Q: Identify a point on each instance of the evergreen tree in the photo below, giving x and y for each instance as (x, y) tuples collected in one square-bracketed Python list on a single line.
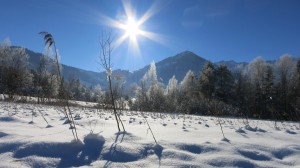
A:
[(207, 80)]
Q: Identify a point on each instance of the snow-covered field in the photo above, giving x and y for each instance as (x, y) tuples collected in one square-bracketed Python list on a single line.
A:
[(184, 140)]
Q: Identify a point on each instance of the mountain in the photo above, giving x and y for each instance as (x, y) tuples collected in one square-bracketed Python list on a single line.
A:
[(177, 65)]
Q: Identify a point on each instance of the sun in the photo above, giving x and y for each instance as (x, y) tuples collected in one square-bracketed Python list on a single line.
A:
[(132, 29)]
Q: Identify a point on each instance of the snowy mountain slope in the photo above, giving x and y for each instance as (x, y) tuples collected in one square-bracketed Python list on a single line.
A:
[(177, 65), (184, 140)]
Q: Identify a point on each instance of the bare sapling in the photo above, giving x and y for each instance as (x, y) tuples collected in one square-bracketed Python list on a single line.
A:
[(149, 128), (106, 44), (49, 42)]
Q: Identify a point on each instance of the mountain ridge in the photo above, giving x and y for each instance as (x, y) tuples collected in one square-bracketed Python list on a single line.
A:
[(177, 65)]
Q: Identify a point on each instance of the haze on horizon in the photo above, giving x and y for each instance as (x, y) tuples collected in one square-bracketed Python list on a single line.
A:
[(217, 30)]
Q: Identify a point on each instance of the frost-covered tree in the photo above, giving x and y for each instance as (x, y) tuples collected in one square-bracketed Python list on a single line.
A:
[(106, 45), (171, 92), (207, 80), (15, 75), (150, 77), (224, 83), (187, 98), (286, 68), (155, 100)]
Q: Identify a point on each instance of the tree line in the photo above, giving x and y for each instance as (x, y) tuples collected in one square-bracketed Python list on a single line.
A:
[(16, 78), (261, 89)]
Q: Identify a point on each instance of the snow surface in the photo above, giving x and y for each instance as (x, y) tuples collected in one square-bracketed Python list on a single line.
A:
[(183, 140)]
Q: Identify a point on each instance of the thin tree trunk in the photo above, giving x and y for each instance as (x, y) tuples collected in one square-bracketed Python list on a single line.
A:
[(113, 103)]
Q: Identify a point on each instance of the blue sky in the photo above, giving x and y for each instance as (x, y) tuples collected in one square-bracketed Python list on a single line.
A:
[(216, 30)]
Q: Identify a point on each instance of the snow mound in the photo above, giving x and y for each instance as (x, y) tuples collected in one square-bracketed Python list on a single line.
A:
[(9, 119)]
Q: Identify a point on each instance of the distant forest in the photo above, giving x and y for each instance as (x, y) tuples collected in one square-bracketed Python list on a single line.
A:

━━━━━━━━━━━━━━━━━━━━━━━━━━━━━━

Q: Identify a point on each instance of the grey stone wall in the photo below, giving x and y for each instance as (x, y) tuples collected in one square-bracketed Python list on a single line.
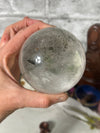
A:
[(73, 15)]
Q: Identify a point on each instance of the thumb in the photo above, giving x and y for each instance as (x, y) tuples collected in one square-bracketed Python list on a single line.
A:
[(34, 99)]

━━━━━━━━━━━━━━━━━━━━━━━━━━━━━━

Work to be completed:
Give everything from the line that contains "Q: Identify a point on each instance of the snow-covered" down to the line that contains "[(217, 30)]" as a Markdown table with the columns Row and Line, one numbered row per line, skipping any blank lines.

Final answer:
| Row | Line |
|---|---|
| 1 | Q: Identify a point on each instance of the snow-covered field in the photo above, giving x and y for each instance as (x, y) tuples collected in one square-bracketed Python list on a single line. |
| 2 | A: |
| 3 | [(184, 140)] |
| 4 | Q: Identify a point on each instance of the mountain in the photo above, giving x and y for each instance as (x, y) tuples collected in one square-bracketed Python list on a single line. |
| 5 | A: |
| 6 | [(177, 65)] |
| 7 | Q: Identify a point on each instance of the sun in the photo above, giving x and y for each instance as (x, y) tuples collected in one square-bracketed Python list on a single line. |
| 8 | A: |
| 9 | [(132, 29)] |
| 10 | Q: Identify a point on each instance of the snowy mountain slope in the photo above, giving x and y for each instance as (x, y) tuples collected in one square-bracketed Python list on a single line. |
| 11 | A: |
| 12 | [(177, 65), (184, 140)] |
| 13 | Q: Identify a point on each instance of the bare sapling in the photo above, giving x and y for each instance as (x, y) tuples collected in one square-bracketed Python list on a single line. |
| 14 | A: |
| 15 | [(149, 128), (106, 44), (49, 42)] |
| 16 | Q: Identify a point on each instance of the mountain ridge in the photo above, giving x and y for each instance as (x, y) tuples collected in one square-bracketed Python list on a single line. |
| 17 | A: |
| 18 | [(177, 65)] |
| 19 | Q: Identify a point on each instance of the haze on horizon in the photo above, giving x and y for each instance as (x, y) tuples collected in one square-bracketed Python list on a single line. |
| 20 | A: |
| 21 | [(217, 30)] |